_PASSAGE_
--------------------

As noted in my prior post, George Taylor and family arrived in Puslinch Township, Wellington County, Upper Canada in 1832. As reported by the Puslinch historical Society, in their section on the research regarding the owners/residents of the original lots of the Township, George's daughter Margaret Taylor (age 19) was married to William Graham (age 33) on 9 December 1934 in Ancaster by John Miller, minister. William Graham was born to  William Graham and Catherine Ross, in Dornoch, Sutherland, Scotland in about 1801; he was baptized on 25 November 1801. He arrived in Québec in 1830 and bought land in Puslinch Township outside of Guelph, Ontario in 1833. When he married Margaret Taylor, he was a millwright and built the first sawmill in Puslinch on lot 23 in the 8th Concession. His obituary said he built the first three sawmills in Puslinch Township. The 1840 Puslinch Assessment rolls shows that William owned Lot 13 of Concession 8, a 100-acre lot with 15 acres of cleared land. William and Margaret had four sons: William Graham (1836-1891), George Graham (1838-1926), Alexander Graham (1840-1926) and Duncan Graham (1843-1906). I think Margaret died shortly after the birth of her fourth son. I haven’t found a record of her death yet, but William Graham married Catherine “Connie” McKenzie (1815-1888) on 2 January 1846. I found it interesting that one of the witnesses to their marriage was a Peter Robertson; it made me wonder whether he was related to George’s first wife Margaret Taylor (which would tend to support my hypothesis that her mother was Helen Robertson and not Ann McArthur – it’s something to check out). William and Connie had three children: Robert (1849-?), Murdoch (1849-1931), and Catherine (1855-?).  William Graham died on 25 September 1892, in Wellington County, Ontario, Canada after four days with pneumonia.


Climbing My Family Tree: Map of Puslinch Twp, Wellington County, Ontario original concessions and lots.
Map of Puslinch Twp, Wellington County, Ontario original concessions and lots.
Published in 1860 Historical Atlas of Wellington County,  In the Public Domain..
Click to Make Bigger


For the purposes of this post, I am focusing on William and Margaret’s second son George Graham, Sr., my first cousin three times removed, mainly because I was intrigued by his pioneering spirit: courage, sense of adventure, and dedication to hard work. Some of my nieces have asked me if I’ve found that we are related to anyone famous. My answer has been: not that I’ve been able to find yet, but we are related to a whole bunch of pioneers, people who go off into the unknown and choose to hack out a life at the edge of civilization and help make it into a community and a Country. George Graham is a good example of this.

--------------------

_DATASET ROWS_
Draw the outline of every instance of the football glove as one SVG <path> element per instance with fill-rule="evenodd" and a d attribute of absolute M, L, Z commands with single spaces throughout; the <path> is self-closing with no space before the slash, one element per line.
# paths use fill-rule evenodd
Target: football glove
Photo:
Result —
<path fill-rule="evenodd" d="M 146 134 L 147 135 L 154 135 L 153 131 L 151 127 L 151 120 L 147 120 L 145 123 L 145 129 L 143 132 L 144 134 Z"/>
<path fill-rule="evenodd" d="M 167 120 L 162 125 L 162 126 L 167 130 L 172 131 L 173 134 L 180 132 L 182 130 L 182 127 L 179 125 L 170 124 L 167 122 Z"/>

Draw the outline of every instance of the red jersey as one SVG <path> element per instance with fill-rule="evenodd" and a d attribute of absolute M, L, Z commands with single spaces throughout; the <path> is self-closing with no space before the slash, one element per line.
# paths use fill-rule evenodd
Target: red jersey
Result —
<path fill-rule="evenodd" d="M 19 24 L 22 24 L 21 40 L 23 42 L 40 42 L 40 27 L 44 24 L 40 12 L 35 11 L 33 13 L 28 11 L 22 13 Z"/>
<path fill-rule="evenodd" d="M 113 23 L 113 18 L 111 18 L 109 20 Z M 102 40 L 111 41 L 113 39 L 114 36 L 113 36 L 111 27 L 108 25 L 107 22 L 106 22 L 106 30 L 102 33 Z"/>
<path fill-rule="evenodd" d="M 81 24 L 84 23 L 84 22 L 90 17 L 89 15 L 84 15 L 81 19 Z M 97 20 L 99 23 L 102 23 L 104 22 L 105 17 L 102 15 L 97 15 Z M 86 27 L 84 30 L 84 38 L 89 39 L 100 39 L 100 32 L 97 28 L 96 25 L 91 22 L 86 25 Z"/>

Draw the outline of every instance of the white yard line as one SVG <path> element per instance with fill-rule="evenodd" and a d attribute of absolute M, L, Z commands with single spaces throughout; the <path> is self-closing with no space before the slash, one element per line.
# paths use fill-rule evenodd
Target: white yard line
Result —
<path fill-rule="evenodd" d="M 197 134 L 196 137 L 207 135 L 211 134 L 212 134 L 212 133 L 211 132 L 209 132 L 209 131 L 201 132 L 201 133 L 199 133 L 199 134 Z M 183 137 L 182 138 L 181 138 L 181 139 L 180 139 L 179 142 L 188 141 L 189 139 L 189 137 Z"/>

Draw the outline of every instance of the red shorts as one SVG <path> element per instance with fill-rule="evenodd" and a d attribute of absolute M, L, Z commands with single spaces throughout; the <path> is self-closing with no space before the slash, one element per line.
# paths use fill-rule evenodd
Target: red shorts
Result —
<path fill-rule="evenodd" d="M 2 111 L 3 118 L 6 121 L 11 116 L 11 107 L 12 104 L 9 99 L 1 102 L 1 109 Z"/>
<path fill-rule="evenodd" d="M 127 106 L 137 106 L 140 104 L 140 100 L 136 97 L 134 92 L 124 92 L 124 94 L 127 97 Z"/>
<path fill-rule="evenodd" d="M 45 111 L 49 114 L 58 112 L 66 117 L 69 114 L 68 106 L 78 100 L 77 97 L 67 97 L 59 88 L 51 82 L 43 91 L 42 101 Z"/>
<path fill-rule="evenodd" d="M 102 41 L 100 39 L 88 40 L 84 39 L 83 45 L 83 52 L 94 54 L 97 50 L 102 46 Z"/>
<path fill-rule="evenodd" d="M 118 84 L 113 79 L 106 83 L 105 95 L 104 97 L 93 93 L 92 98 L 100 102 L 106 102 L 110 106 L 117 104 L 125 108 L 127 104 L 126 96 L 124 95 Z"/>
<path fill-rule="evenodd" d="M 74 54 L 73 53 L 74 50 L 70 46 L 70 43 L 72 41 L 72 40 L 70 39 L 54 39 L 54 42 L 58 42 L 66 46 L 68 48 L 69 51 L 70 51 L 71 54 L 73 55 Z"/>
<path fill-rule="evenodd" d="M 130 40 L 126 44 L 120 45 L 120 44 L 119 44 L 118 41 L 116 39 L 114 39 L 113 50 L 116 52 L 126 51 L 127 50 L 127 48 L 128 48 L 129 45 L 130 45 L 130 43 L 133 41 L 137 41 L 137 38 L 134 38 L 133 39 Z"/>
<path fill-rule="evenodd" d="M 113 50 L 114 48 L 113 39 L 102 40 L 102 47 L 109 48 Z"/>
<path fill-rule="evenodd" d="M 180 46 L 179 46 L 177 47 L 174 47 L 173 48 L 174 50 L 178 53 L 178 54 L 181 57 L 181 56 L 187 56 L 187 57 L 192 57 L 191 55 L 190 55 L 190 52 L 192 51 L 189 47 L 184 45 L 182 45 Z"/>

--------------------

_PROBLEM REQUIREMENTS_
Using the passage on the Graham family of Puslinch Township, answer the following:
(a) According to the 1840 Puslinch Assessment rolls, how many acres of William Graham's lot were cleared?
(b) In what publication did the map of Puslinch Township's original concessions and lots appear?
(c) Which of William and Margaret's sons does the writer choose to focus on?

_THE OUTPUT_
(a) 15 acres, on Lot 13 of Concession 8, a 100-acre lot.
(b) The 1860 Historical Atlas of Wellington County.
(c) Their second son, George Graham, Sr.